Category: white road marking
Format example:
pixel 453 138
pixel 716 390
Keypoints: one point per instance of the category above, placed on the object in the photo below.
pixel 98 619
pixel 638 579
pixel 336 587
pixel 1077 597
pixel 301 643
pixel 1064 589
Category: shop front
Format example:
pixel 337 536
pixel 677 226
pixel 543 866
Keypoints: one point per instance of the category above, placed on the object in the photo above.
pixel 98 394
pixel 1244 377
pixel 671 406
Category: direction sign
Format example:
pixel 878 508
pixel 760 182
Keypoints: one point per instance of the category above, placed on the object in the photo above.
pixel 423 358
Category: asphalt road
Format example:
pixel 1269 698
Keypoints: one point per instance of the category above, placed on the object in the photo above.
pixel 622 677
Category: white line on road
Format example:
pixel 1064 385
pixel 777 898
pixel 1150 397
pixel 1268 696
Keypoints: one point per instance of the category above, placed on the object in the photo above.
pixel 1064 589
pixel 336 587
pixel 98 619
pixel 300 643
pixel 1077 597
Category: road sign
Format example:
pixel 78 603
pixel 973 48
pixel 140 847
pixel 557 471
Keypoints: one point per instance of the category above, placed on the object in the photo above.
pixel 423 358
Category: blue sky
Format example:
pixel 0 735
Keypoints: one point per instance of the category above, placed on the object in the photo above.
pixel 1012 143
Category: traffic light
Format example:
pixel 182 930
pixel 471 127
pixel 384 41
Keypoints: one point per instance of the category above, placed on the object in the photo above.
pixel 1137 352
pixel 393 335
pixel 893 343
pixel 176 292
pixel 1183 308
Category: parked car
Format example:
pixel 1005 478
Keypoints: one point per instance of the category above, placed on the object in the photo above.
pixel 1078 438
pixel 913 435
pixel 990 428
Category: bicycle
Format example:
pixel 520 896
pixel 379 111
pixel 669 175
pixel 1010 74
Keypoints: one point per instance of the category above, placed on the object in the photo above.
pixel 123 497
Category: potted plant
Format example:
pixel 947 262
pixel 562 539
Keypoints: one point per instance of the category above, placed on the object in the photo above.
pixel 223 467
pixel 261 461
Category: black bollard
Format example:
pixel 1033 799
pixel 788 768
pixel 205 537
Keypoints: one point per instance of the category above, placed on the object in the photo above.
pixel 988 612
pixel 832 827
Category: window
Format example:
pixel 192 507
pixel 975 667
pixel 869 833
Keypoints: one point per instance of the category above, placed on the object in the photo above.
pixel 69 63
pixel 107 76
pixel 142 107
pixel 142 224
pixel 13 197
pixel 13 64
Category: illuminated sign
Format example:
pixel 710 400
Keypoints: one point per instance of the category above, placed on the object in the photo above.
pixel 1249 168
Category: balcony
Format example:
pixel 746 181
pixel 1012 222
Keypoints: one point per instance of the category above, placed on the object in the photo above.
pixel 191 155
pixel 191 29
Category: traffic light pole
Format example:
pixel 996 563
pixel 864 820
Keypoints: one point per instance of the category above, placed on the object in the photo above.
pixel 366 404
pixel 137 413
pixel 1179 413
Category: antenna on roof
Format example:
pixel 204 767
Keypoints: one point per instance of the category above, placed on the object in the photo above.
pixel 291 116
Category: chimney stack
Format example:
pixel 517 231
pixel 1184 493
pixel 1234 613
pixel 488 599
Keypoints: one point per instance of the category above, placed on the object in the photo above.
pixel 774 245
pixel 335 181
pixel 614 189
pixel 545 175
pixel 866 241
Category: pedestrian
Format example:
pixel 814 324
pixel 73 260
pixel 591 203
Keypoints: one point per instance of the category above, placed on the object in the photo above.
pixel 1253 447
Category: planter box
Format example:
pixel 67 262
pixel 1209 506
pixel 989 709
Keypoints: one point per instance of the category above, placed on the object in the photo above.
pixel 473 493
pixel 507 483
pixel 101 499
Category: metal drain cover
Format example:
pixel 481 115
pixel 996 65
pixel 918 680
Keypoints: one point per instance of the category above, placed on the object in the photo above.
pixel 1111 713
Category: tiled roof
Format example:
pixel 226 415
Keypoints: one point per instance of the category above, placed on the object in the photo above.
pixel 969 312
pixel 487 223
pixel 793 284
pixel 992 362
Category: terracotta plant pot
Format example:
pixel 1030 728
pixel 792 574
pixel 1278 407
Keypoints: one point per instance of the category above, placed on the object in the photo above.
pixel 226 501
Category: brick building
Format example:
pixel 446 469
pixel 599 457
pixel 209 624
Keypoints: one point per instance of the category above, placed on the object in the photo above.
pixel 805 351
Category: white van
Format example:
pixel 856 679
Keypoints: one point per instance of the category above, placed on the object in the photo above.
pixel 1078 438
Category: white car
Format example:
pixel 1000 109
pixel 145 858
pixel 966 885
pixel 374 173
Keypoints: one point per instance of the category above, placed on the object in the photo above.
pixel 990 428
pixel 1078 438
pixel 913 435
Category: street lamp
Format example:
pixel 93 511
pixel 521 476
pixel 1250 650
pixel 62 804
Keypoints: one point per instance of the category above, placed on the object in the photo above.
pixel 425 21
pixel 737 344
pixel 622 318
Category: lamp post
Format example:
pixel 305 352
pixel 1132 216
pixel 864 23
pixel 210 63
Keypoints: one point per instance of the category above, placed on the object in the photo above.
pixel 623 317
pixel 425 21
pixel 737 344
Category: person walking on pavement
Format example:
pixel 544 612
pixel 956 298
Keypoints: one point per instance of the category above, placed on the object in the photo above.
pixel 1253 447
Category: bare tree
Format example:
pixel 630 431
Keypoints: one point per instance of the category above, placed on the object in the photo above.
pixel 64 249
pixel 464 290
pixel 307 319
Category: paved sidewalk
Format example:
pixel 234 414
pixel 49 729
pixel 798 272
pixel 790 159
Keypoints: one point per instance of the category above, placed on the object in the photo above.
---*---
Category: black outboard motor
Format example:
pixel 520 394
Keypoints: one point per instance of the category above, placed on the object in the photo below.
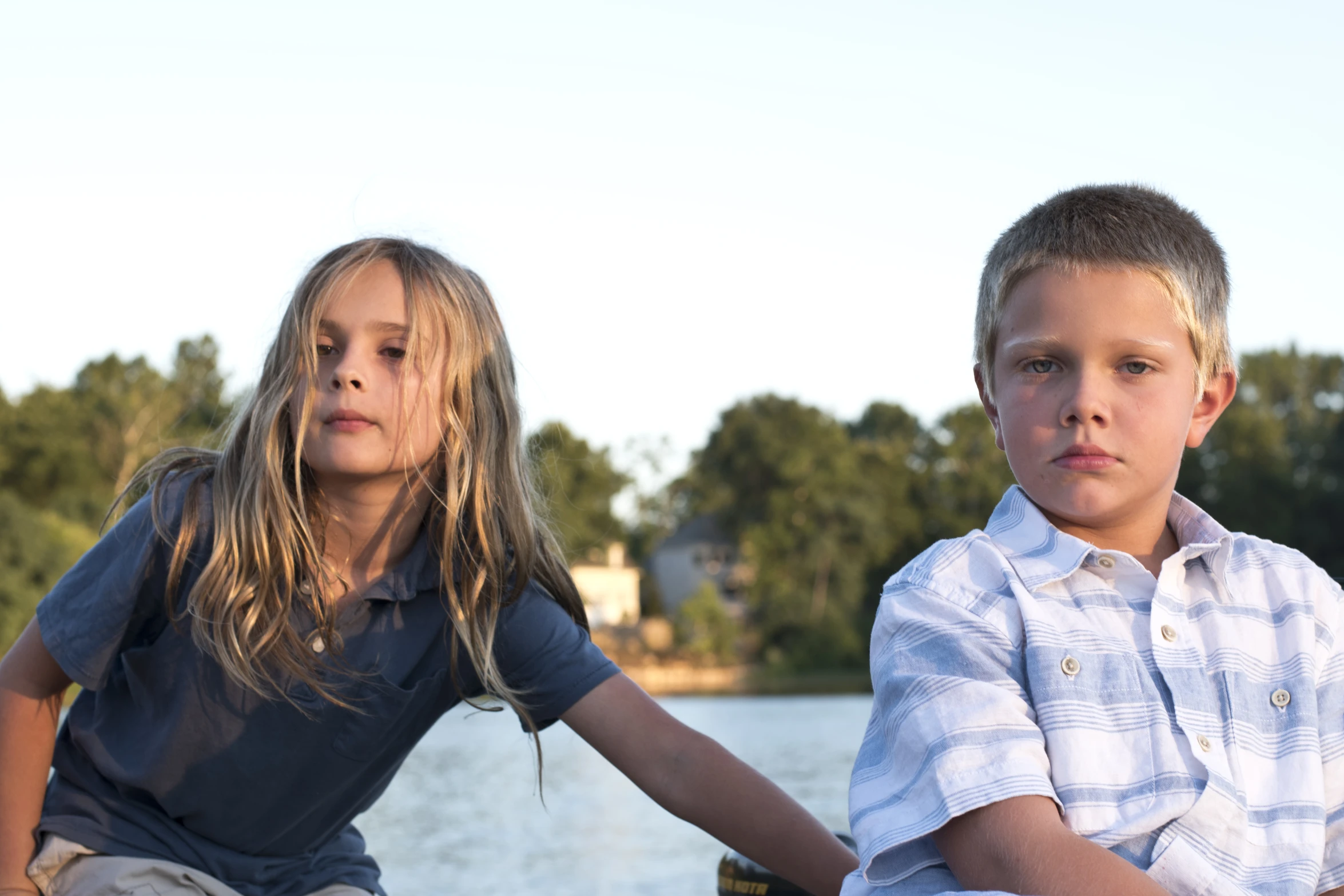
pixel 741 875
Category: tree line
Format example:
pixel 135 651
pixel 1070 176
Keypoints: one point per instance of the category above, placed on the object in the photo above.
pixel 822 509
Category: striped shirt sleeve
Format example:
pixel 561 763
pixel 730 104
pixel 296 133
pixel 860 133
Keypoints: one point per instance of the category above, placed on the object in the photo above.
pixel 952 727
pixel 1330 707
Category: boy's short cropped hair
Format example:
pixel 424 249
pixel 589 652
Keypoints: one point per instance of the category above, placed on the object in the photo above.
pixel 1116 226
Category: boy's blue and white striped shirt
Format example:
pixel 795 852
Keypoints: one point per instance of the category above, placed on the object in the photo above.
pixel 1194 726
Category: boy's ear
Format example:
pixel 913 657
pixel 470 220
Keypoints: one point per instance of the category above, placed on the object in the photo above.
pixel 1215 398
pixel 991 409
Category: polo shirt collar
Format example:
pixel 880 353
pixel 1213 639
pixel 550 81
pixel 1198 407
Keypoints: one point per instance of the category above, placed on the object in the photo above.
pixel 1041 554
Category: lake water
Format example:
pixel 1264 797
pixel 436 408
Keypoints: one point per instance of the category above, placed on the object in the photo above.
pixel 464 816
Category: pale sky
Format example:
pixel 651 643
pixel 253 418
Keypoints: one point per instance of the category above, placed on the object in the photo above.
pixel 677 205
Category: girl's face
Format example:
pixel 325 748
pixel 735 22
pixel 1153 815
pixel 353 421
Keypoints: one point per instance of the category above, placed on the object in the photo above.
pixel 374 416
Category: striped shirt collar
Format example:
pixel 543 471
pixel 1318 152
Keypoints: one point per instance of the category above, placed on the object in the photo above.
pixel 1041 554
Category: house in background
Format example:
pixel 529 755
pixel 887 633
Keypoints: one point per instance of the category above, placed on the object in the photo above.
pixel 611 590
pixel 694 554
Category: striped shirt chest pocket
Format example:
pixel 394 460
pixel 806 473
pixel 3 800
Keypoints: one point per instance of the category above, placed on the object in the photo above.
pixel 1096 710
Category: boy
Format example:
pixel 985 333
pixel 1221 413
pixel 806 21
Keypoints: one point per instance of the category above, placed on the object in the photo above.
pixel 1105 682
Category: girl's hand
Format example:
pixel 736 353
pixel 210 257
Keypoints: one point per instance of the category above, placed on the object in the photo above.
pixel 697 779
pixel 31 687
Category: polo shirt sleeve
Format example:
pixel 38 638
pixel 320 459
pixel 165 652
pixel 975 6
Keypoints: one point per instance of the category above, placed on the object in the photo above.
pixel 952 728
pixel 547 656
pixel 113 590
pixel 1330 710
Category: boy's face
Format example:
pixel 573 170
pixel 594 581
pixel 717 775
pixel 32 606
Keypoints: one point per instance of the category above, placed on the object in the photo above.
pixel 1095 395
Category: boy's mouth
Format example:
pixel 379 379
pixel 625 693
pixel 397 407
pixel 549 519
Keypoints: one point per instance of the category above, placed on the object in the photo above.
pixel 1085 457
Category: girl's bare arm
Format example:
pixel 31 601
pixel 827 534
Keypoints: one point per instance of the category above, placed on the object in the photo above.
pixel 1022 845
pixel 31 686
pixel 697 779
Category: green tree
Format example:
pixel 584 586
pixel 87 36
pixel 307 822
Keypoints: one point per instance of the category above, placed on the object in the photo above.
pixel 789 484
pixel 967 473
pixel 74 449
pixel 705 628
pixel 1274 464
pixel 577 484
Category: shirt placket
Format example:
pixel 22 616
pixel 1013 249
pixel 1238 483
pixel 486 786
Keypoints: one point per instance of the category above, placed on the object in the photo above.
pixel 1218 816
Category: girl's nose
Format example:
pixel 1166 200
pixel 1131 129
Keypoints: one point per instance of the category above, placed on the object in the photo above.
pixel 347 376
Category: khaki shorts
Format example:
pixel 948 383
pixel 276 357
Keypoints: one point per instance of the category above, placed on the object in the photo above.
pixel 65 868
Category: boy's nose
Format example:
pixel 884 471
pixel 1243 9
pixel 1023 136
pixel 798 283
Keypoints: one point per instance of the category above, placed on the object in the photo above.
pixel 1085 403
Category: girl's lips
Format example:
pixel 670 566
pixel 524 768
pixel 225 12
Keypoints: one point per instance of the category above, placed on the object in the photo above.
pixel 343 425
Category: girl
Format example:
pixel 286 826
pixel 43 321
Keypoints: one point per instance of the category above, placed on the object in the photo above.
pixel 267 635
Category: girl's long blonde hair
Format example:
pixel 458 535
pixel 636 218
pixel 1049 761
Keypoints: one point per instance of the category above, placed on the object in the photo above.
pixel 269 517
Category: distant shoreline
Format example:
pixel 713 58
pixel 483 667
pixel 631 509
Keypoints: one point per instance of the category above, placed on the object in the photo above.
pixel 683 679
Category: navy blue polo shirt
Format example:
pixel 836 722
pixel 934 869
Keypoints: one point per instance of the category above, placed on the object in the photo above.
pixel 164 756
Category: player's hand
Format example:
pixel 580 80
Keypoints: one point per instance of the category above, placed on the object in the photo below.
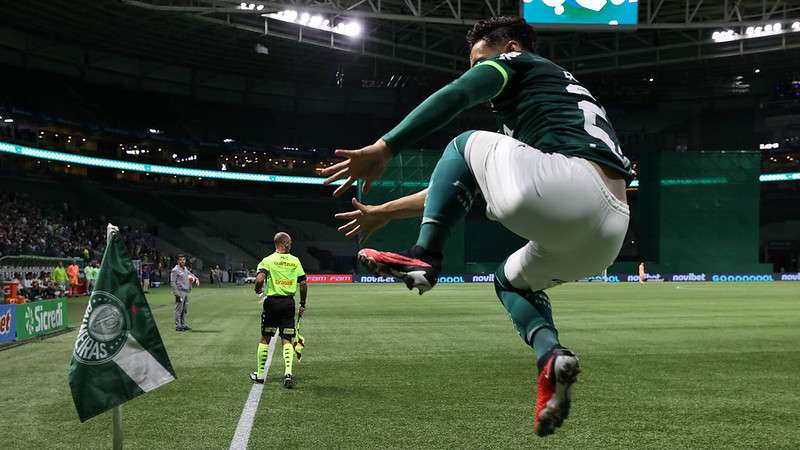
---*---
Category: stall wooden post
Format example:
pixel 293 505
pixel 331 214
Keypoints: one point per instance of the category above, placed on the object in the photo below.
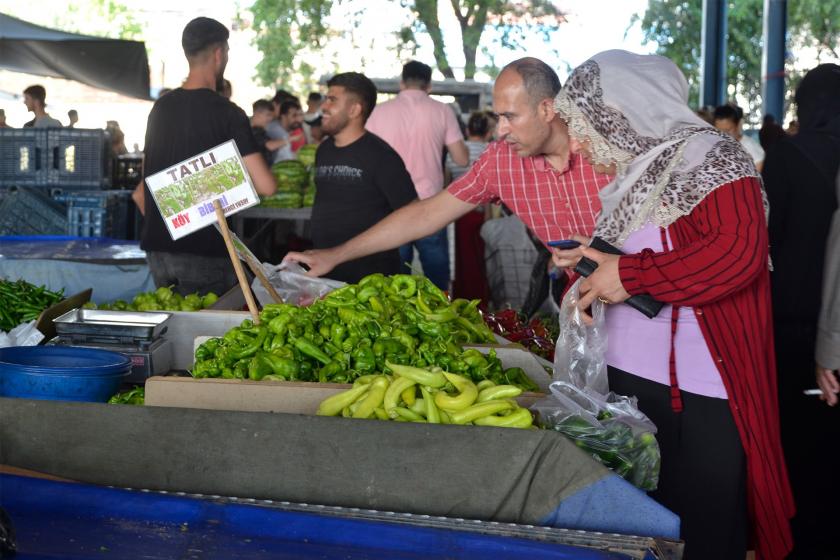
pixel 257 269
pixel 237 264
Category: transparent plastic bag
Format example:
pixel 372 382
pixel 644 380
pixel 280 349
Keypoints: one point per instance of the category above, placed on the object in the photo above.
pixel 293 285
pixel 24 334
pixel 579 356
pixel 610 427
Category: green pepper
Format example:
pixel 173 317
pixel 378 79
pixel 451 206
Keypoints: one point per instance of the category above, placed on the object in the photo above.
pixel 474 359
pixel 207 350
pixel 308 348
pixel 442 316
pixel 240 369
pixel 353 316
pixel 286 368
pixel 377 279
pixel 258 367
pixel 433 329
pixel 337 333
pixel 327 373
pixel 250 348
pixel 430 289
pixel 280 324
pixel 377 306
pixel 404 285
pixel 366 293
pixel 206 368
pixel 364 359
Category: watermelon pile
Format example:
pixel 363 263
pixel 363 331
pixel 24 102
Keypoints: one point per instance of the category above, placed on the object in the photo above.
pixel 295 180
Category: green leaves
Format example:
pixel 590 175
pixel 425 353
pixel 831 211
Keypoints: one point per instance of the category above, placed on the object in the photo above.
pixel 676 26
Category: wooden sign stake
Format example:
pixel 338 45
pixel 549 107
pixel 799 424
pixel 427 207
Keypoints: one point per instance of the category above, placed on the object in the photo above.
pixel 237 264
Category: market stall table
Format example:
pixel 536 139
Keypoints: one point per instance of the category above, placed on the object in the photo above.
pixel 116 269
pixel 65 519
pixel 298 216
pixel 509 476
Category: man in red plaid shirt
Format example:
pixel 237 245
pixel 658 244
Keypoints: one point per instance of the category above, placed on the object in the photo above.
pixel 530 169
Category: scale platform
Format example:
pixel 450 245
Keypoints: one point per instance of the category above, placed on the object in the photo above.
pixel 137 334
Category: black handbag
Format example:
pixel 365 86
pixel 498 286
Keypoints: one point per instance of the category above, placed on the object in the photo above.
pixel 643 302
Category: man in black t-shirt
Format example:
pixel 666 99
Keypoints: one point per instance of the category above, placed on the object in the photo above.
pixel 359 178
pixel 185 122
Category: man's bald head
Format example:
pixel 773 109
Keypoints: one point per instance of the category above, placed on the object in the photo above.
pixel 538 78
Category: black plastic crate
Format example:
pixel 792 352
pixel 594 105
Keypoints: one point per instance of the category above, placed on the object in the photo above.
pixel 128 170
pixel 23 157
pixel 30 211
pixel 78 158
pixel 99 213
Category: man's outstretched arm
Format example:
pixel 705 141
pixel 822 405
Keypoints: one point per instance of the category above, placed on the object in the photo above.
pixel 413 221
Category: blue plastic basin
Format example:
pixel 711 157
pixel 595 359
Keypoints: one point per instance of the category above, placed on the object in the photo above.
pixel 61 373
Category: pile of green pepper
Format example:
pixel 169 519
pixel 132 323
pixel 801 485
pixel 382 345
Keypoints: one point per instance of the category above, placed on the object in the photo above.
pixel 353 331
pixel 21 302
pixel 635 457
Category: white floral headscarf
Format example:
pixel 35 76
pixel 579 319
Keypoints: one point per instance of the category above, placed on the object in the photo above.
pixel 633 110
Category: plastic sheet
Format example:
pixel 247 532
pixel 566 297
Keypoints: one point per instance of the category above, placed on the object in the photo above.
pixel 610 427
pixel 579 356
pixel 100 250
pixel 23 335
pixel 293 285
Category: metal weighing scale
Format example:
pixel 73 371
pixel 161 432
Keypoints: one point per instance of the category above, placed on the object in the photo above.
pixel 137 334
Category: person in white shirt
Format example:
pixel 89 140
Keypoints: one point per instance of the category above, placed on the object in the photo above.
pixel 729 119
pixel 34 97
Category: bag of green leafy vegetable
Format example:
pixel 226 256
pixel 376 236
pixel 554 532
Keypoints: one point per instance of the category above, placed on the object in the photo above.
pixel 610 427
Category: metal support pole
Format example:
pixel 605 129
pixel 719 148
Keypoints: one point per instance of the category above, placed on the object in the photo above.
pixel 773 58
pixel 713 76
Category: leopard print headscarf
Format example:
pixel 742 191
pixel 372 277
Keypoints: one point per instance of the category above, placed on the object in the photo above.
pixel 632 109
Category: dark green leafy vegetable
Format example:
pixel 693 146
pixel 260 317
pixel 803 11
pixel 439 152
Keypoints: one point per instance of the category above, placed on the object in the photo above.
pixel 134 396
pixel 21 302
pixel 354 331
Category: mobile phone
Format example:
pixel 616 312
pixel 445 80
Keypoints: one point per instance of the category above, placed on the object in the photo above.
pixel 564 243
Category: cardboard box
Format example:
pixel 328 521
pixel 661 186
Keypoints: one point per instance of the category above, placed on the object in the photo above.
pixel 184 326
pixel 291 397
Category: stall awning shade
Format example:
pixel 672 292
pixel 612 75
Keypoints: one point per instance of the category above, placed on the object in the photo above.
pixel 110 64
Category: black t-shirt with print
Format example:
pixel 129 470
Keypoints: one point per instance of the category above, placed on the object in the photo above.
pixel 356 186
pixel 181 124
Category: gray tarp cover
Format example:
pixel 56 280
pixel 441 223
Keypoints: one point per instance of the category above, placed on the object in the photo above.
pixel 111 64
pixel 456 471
---*---
● THE PROBLEM: Rewrite everything from the line containing "Category: direction sign" down to the line containing "pixel 622 677", replacing "Format example" with "Sample format" and leaving everything else unchanged. Return only those lines.

● RESPONSE TO THE TASK:
Category: direction sign
Sample format:
pixel 878 508
pixel 760 182
Keypoints: one point per instance of the category above, placed on the object in the photo above.
pixel 423 358
Category: asphalt road
Sample format:
pixel 1269 698
Keypoints: one point per instance of the category above, placed on the object in the photo above.
pixel 622 677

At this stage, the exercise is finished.